**Excerpts from a dataset:**
╔══

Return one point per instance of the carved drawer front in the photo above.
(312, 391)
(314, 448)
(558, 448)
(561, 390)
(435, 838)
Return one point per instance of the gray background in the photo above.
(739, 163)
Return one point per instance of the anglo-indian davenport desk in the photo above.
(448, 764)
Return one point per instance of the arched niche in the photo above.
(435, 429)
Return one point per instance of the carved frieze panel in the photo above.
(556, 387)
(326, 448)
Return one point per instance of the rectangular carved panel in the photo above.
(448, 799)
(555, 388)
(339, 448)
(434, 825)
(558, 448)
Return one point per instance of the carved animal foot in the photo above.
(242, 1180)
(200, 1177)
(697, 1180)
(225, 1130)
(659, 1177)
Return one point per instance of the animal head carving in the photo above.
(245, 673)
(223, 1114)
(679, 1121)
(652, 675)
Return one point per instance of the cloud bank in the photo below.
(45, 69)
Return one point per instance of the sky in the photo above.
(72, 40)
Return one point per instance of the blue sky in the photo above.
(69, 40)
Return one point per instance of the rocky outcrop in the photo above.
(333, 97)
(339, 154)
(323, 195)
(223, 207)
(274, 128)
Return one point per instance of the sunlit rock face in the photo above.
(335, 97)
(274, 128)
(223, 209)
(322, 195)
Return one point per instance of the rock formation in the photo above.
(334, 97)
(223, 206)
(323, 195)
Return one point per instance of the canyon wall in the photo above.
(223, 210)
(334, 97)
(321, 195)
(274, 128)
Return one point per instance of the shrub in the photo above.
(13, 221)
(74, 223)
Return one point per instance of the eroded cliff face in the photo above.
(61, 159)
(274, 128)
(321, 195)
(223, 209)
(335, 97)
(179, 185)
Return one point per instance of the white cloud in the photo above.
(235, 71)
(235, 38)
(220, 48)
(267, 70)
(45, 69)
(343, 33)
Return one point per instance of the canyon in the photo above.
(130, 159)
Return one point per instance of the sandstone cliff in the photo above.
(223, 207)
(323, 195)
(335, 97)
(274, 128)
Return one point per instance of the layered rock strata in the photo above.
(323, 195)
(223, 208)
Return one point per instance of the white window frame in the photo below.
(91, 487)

╚══

**WORK TO COMPLETE:** What must be returned is the line with "Return one point per instance of the blue" plus every line after it to the end of the entries, exactly as they appear.

**OUTPUT OF THE EXERCISE:**
Return one point per instance of the blue sky in the photo above.
(69, 40)
Return one point per instance of the rocky outcrop in the photo above.
(333, 97)
(339, 154)
(323, 195)
(223, 207)
(274, 128)
Return one point per instance of the sunlit rock face in the photo above.
(335, 97)
(274, 128)
(223, 209)
(322, 195)
Return one point per instance of the rock formation in the photo above.
(334, 97)
(223, 206)
(323, 195)
Return one point per instance of the canyon wall in the photo above.
(223, 210)
(334, 97)
(321, 195)
(274, 128)
Return one point per instance of the shrub in the photo above.
(13, 221)
(74, 223)
Return one point per instance of the eroded cliff face in the photo above.
(61, 159)
(274, 128)
(321, 195)
(223, 209)
(335, 97)
(179, 185)
Return one point per instance of the white cloud in the photo above.
(235, 71)
(235, 38)
(220, 48)
(267, 70)
(45, 69)
(343, 33)
Return one point per instance of the canyon in the photo above.
(130, 159)
Return one point per instance of the sandstone cliff in the photo above.
(223, 207)
(323, 195)
(335, 97)
(274, 128)
Return one point per instance of the layered rock strata in the photo above.
(323, 195)
(223, 208)
Return one point per instance of the white window frame in the photo below.
(91, 487)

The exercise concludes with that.